> _TASK PROMPT_
Everything from the first line of the material below through the line containing "Target: white and blue soccer ball" is to be printed exactly, and nothing more.

> _DATA UNDER STUDY_
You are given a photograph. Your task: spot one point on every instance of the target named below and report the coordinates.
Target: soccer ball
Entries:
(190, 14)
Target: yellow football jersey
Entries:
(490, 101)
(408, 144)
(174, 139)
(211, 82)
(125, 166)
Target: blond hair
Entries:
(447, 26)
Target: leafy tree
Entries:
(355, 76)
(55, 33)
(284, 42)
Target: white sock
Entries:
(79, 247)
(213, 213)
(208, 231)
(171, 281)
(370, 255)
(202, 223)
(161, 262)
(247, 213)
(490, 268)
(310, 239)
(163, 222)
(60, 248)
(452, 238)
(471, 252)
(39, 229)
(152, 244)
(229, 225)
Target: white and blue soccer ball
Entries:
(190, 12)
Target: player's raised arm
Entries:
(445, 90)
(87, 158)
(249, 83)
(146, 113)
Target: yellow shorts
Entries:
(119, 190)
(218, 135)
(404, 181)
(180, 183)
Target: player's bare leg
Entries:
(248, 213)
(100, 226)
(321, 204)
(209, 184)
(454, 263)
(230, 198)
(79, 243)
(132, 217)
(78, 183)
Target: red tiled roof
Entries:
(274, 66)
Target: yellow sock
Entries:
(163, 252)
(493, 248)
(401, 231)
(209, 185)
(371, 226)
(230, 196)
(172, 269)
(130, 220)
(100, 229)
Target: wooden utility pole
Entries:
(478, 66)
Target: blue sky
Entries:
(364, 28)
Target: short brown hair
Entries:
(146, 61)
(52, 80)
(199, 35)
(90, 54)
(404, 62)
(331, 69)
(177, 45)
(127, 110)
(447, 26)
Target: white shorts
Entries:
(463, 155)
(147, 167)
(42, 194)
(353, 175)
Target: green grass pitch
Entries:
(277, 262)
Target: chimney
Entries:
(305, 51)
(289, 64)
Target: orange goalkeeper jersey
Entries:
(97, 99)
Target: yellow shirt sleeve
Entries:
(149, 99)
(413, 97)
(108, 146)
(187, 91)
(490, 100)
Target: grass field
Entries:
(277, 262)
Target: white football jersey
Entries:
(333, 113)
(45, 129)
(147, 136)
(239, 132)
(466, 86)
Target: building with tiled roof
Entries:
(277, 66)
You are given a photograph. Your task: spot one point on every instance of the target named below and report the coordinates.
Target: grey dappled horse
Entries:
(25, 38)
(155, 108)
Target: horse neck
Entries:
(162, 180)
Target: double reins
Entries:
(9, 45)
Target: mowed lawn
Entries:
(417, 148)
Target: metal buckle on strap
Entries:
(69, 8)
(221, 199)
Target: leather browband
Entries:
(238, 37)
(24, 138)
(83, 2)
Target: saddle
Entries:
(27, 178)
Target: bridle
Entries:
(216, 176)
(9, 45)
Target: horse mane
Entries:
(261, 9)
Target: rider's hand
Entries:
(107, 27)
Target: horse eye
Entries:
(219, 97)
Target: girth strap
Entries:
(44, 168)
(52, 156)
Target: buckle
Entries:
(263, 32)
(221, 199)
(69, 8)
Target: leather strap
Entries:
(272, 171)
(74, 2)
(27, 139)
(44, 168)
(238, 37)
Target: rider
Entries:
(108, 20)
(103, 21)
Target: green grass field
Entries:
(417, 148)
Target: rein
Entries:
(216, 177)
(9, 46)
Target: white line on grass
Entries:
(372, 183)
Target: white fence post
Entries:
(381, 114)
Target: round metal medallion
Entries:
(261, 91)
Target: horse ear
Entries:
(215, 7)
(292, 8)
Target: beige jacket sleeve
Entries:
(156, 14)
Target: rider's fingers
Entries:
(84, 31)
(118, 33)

> _OUTPUT_
You are given a photograph. Your task: spot one point on every instance of the target named below and report the coordinates.
Target: soccer ball
Entries:
(190, 14)
Target: yellow football jersey
Entries:
(490, 101)
(408, 144)
(174, 139)
(211, 82)
(125, 166)
Target: blond hair
Entries:
(447, 26)
Target: leafy tree
Entries:
(355, 76)
(55, 33)
(284, 42)
Target: white sock
Entries:
(79, 247)
(213, 213)
(208, 231)
(171, 281)
(370, 255)
(202, 223)
(161, 262)
(247, 213)
(490, 268)
(310, 239)
(163, 222)
(60, 248)
(452, 238)
(471, 252)
(39, 229)
(152, 244)
(229, 225)
Target: white and blue soccer ball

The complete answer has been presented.